→ Exercise instructions
Return exactly the span of lines that opens with the line containing "of the spruce" and closes with the last line of the data, inclusive.

[Saved data entries]
==========

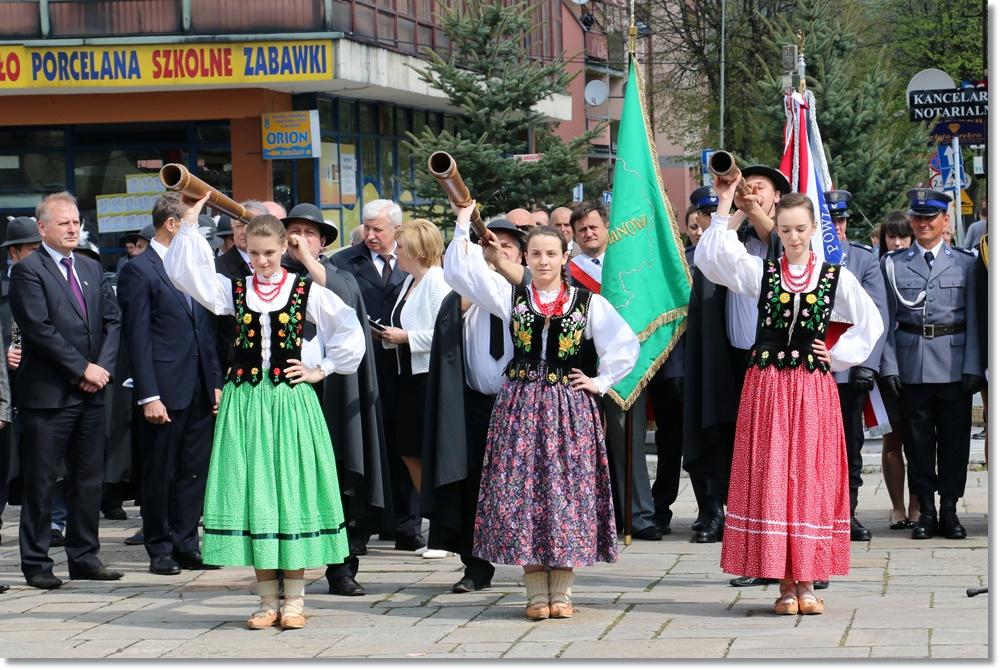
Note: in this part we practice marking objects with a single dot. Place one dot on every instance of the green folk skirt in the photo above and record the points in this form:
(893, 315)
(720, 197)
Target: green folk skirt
(272, 500)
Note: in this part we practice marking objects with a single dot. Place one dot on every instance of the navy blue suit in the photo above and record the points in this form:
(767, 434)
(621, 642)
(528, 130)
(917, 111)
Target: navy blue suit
(380, 298)
(61, 421)
(172, 351)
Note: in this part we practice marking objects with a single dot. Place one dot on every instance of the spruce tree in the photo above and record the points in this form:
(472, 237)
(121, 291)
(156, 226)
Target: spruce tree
(491, 78)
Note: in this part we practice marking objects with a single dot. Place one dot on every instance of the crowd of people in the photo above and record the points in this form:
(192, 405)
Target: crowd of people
(231, 374)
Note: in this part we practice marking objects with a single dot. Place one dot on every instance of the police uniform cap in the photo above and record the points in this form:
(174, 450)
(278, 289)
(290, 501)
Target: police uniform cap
(838, 202)
(927, 201)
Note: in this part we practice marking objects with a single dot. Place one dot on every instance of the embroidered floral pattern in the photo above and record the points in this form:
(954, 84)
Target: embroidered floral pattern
(786, 335)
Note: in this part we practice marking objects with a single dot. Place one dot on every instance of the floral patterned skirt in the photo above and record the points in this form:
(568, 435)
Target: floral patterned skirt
(545, 495)
(789, 507)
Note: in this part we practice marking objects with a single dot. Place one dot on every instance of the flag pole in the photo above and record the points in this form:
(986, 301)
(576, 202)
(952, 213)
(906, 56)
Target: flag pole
(627, 512)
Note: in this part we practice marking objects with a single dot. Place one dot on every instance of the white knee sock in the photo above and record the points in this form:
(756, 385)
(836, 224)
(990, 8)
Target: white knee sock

==========

→ Worked answer
Note: in this part we practice marking objects with a single dot. Place one dot on every instance of the spruce tree in the photo above and record the points in this form:
(472, 237)
(121, 291)
(156, 226)
Target: spruce tree
(491, 78)
Note: in this part we practice marking objects with a single dot. Place one dot on every instance of the crowd of people in the photo above and record the points in this form:
(192, 405)
Target: crowd of people
(231, 374)
Note: in this part we practice marking objects with a single dot. Place one dot on every instance of the police uniform cap in the photo above and record the points in this form:
(174, 450)
(278, 289)
(290, 501)
Target: police uniform cap
(838, 202)
(927, 201)
Note: in this part we practice marking objects with a single dot. Place one dot on every instance of the embroidered floral pattern in the photo above and record the points in this form:
(954, 84)
Target: embroidered floral pattern
(786, 335)
Note: in this part we practice marking objects with a single dot. Place one dot on every instance of the floral patterned skirt in the photo above and record the points in this form:
(568, 435)
Target: floral patterned skirt
(545, 495)
(789, 507)
Note: in this part we practice marking objects with a single dot. Place one dot on every instance of the flag pole in the photo above and record the points in this form:
(986, 301)
(576, 202)
(952, 213)
(906, 56)
Target: flag pole
(627, 512)
Note: in this part we practice marking objects with a single dot. Place one dot on every instance of the white knee sock in the photo above and record the points in this form:
(756, 385)
(836, 224)
(990, 8)
Target: white knee sock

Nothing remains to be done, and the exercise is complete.